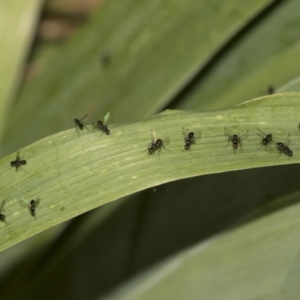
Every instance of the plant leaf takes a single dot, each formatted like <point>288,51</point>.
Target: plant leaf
<point>74,174</point>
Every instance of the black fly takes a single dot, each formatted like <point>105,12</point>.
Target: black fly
<point>79,124</point>
<point>18,162</point>
<point>156,144</point>
<point>235,139</point>
<point>266,138</point>
<point>32,205</point>
<point>189,138</point>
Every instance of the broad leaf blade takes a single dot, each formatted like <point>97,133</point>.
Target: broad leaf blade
<point>74,174</point>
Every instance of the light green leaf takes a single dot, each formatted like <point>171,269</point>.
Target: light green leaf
<point>73,174</point>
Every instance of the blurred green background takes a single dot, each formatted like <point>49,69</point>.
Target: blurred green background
<point>63,59</point>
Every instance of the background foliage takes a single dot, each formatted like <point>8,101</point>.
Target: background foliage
<point>112,56</point>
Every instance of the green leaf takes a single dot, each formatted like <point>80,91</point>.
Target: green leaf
<point>256,60</point>
<point>17,20</point>
<point>259,260</point>
<point>73,174</point>
<point>120,61</point>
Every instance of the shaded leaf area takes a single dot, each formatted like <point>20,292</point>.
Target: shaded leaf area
<point>127,56</point>
<point>263,56</point>
<point>17,20</point>
<point>256,261</point>
<point>209,151</point>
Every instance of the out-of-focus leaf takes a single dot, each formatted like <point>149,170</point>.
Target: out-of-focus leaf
<point>265,55</point>
<point>17,20</point>
<point>257,261</point>
<point>129,55</point>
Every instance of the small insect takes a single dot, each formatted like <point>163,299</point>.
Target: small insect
<point>156,144</point>
<point>266,138</point>
<point>2,216</point>
<point>18,162</point>
<point>103,125</point>
<point>235,139</point>
<point>79,124</point>
<point>32,205</point>
<point>189,138</point>
<point>284,148</point>
<point>271,90</point>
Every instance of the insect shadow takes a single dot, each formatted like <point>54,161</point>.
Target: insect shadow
<point>284,147</point>
<point>79,125</point>
<point>235,139</point>
<point>103,125</point>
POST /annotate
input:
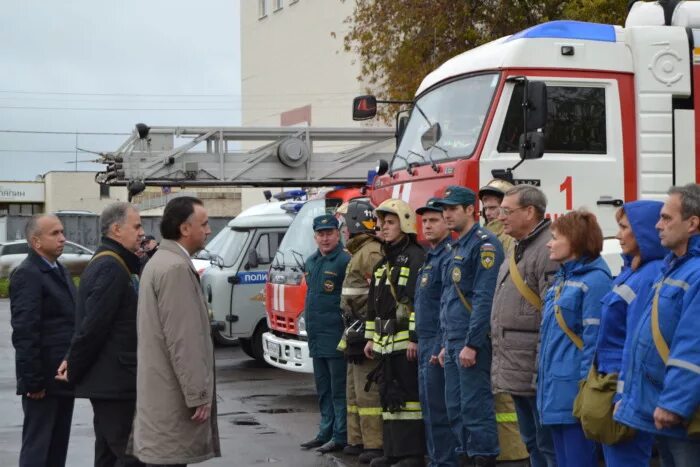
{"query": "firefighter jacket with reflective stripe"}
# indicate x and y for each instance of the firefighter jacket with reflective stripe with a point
(366, 251)
(429, 291)
(515, 322)
(391, 294)
(648, 383)
(324, 280)
(476, 257)
(576, 295)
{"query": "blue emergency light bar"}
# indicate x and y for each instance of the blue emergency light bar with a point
(289, 194)
(568, 30)
(292, 207)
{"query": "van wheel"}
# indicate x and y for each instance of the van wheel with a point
(222, 338)
(256, 350)
(246, 347)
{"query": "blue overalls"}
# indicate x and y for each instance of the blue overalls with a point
(616, 323)
(576, 293)
(648, 381)
(440, 441)
(473, 267)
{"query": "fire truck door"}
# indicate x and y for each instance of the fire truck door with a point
(582, 166)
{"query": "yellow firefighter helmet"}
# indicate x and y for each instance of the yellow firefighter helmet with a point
(401, 209)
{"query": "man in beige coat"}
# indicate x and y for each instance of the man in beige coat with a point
(175, 421)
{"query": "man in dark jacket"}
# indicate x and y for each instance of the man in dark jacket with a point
(102, 356)
(325, 272)
(42, 303)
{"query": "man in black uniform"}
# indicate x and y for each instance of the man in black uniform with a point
(389, 317)
(102, 357)
(42, 304)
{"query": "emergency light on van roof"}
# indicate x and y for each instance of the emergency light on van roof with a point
(568, 30)
(289, 194)
(292, 207)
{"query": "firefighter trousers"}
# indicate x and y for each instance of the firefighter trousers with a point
(404, 430)
(364, 409)
(512, 447)
(470, 404)
(439, 439)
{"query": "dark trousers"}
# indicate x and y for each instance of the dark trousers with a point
(330, 376)
(112, 422)
(46, 431)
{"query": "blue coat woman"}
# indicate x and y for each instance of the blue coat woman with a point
(643, 259)
(569, 332)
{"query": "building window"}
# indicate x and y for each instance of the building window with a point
(104, 191)
(575, 121)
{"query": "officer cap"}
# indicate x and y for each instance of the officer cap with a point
(431, 205)
(325, 222)
(456, 195)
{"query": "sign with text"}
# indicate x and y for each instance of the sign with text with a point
(22, 192)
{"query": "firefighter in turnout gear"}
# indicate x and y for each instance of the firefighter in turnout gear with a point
(364, 412)
(465, 312)
(389, 330)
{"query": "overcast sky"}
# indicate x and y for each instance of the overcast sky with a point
(60, 59)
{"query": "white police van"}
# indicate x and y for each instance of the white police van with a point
(240, 256)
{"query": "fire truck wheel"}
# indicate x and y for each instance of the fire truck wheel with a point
(247, 347)
(223, 339)
(256, 350)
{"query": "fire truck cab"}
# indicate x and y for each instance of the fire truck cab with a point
(620, 122)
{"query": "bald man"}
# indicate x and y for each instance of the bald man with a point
(42, 304)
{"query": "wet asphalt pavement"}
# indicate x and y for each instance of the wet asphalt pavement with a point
(264, 413)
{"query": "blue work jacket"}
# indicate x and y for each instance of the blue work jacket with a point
(324, 281)
(473, 267)
(648, 382)
(615, 320)
(429, 292)
(562, 365)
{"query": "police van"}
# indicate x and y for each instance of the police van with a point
(240, 256)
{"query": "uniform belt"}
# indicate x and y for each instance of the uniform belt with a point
(385, 326)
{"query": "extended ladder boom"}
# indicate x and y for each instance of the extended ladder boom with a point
(287, 156)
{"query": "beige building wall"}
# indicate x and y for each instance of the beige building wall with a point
(78, 191)
(294, 70)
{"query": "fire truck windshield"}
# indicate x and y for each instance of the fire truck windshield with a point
(298, 243)
(460, 107)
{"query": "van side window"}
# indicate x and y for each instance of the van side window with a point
(575, 121)
(262, 248)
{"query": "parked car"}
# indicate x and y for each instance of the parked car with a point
(75, 257)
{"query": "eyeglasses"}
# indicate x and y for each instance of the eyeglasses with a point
(507, 212)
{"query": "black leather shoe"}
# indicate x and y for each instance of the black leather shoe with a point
(368, 455)
(353, 449)
(314, 443)
(484, 461)
(331, 446)
(413, 461)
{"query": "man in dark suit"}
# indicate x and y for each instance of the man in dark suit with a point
(102, 357)
(42, 303)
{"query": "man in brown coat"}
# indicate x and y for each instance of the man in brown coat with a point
(516, 314)
(175, 420)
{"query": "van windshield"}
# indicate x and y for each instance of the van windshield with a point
(226, 245)
(460, 107)
(298, 243)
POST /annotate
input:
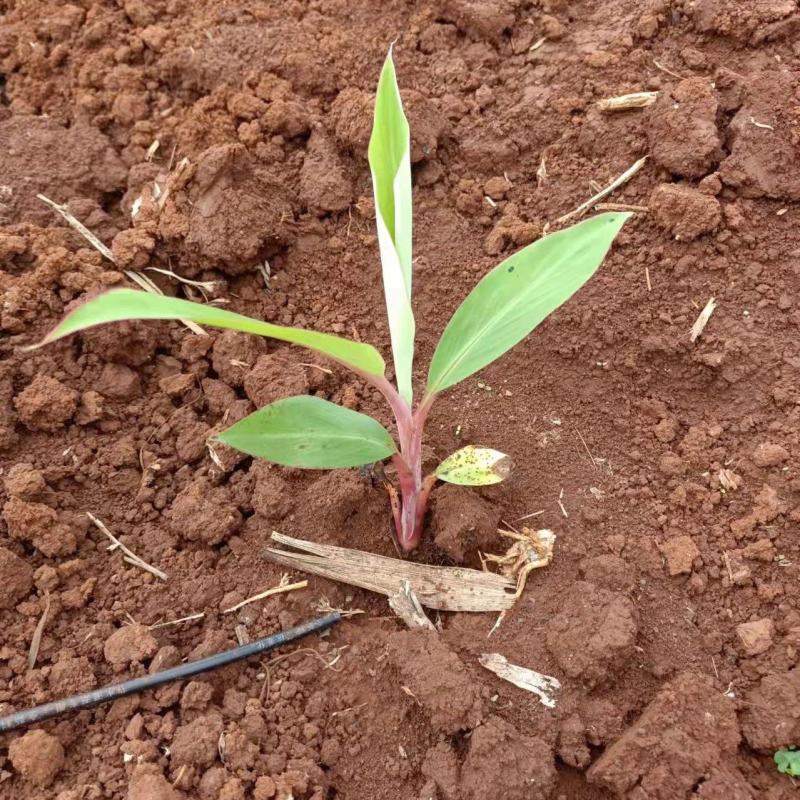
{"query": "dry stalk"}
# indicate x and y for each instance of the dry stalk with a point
(128, 555)
(191, 617)
(603, 193)
(624, 102)
(442, 588)
(282, 587)
(36, 641)
(702, 320)
(137, 277)
(406, 605)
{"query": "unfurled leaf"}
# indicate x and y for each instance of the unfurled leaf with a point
(474, 466)
(512, 299)
(788, 762)
(390, 162)
(121, 304)
(311, 433)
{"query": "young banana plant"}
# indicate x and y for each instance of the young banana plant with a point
(502, 309)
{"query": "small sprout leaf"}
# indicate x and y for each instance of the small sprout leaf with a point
(474, 466)
(390, 162)
(121, 304)
(512, 299)
(310, 433)
(788, 762)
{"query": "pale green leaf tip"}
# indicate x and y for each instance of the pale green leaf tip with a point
(475, 466)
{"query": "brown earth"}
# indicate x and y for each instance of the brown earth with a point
(237, 132)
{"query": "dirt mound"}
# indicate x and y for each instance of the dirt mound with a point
(687, 737)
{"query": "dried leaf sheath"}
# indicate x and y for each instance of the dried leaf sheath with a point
(442, 588)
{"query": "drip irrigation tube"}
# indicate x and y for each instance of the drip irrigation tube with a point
(115, 691)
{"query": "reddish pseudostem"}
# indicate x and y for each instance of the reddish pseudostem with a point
(409, 509)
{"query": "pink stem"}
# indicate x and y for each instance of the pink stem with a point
(414, 491)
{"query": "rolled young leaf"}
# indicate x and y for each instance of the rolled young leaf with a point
(390, 162)
(512, 299)
(474, 466)
(310, 433)
(122, 304)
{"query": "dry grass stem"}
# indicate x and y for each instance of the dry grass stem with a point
(137, 277)
(204, 286)
(36, 641)
(702, 320)
(622, 207)
(561, 504)
(660, 66)
(588, 451)
(528, 516)
(442, 588)
(282, 587)
(242, 636)
(624, 102)
(543, 686)
(406, 605)
(603, 193)
(190, 618)
(77, 225)
(128, 555)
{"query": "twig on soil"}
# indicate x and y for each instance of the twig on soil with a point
(442, 588)
(667, 70)
(208, 286)
(586, 448)
(36, 641)
(561, 504)
(407, 606)
(541, 172)
(129, 555)
(242, 636)
(701, 322)
(603, 193)
(622, 207)
(190, 618)
(624, 102)
(323, 606)
(282, 587)
(137, 277)
(531, 681)
(303, 651)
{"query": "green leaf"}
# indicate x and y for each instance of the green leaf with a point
(390, 162)
(512, 299)
(121, 304)
(788, 762)
(474, 466)
(311, 433)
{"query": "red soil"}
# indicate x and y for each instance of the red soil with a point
(607, 410)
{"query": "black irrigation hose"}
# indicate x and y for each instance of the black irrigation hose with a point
(108, 693)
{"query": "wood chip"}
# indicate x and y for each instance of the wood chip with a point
(406, 605)
(442, 588)
(283, 586)
(624, 102)
(541, 685)
(36, 641)
(701, 322)
(603, 193)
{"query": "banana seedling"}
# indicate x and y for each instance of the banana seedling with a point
(501, 310)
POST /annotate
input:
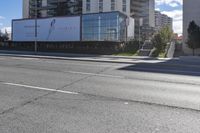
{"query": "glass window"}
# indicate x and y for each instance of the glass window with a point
(124, 5)
(100, 5)
(112, 5)
(103, 27)
(88, 5)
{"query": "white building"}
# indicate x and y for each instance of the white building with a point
(96, 6)
(191, 11)
(162, 20)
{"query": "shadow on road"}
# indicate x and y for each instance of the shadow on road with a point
(173, 66)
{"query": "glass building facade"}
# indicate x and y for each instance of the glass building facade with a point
(109, 26)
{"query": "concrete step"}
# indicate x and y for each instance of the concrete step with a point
(144, 52)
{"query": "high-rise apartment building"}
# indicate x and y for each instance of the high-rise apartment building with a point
(50, 8)
(191, 12)
(162, 20)
(96, 6)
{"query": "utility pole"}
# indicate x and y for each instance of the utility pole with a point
(36, 13)
(140, 24)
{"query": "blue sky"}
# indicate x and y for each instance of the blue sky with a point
(9, 9)
(12, 9)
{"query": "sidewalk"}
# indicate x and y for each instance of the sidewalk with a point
(175, 62)
(80, 57)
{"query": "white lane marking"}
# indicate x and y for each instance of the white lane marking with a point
(164, 70)
(41, 88)
(94, 74)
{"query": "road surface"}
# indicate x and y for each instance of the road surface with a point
(64, 96)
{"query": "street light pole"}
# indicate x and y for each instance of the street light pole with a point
(35, 27)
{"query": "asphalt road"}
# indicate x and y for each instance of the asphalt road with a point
(66, 96)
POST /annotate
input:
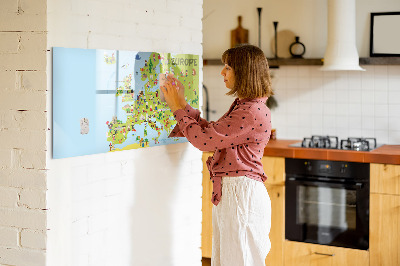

——————————

WORK TO BE COMPLETED ▸ Please return, without any change, the stretch of the listing from the line that contains "Every instance of the broad" through the line that contains "<point>271,90</point>", both of those lines included.

OUTPUT OF THE EXERCISE ▸
Every instance of the broad leaf blade takes a single dot, each formatted like <point>97,133</point>.
Target: broad leaf blade
<point>74,174</point>
Every instance of the light green leaf takes a single dot, each formatted like <point>171,269</point>.
Target: light green leaf
<point>73,174</point>
Every instance of the blurred green background takes a single dot, each formatted like <point>49,69</point>.
Target: blurred green background
<point>63,59</point>
Every instance of the background foliage takes a single dot, each formatted like <point>8,101</point>.
Target: background foliage
<point>112,56</point>
Every instance of the green leaf takes a single dot, each formatted like <point>80,91</point>.
Target: green leaf
<point>256,60</point>
<point>17,20</point>
<point>259,260</point>
<point>73,174</point>
<point>120,61</point>
Every instance of the shaded leaf area takes a single dot, each formatted like <point>20,292</point>.
Target: shaded leaf area
<point>127,56</point>
<point>263,56</point>
<point>17,20</point>
<point>256,261</point>
<point>209,151</point>
Every instance of the out-of-focus leaf takes a single dot, each formatted like <point>149,170</point>.
Target: out-of-focus leaf
<point>265,55</point>
<point>17,20</point>
<point>257,261</point>
<point>129,55</point>
Every instance of the small insect takes a single dot, each formatted like <point>163,299</point>.
Target: small insect
<point>156,144</point>
<point>266,138</point>
<point>2,216</point>
<point>18,162</point>
<point>103,125</point>
<point>235,139</point>
<point>79,124</point>
<point>32,205</point>
<point>189,138</point>
<point>284,148</point>
<point>271,90</point>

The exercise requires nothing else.